# [Problem tanımı]
Aşağıdaki kayıtların tüm satırlarını istekler de dahil olmak üzere yeniden yazın. Cevaplardaki her koordinatı 0,4 ile çarparak ölçekleyin ve tam sayıya yuvarlayın, tam yarımları yukarı yuvarlayın.

# [Alıştırma verileri]
# # # # # # #
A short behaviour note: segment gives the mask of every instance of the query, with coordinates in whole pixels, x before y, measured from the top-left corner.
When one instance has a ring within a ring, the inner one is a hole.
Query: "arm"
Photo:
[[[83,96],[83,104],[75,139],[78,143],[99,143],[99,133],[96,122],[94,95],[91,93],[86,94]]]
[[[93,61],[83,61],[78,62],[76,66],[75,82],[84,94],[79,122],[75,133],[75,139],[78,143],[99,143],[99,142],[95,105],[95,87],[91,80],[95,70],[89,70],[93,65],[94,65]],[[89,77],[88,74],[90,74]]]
# # # # # # #
# [Yazılı cevap]
A short behaviour note: segment gives the mask of every instance of the query, with coordinates in whole pixels, x before y, measured from the top-left corner.
When one instance has a ring within a ring, the inner one is a hole.
Query: "arm"
Photo:
[[[33,38],[33,42],[30,56],[31,57],[40,57],[40,53],[38,49],[38,38],[36,37],[34,38]]]
[[[37,24],[33,24],[31,25],[30,26],[30,33],[34,38],[32,49],[30,53],[30,56],[31,57],[40,57],[40,57],[38,42],[38,35],[36,32],[38,28],[36,28],[37,26],[38,26]],[[36,31],[35,30],[36,30]]]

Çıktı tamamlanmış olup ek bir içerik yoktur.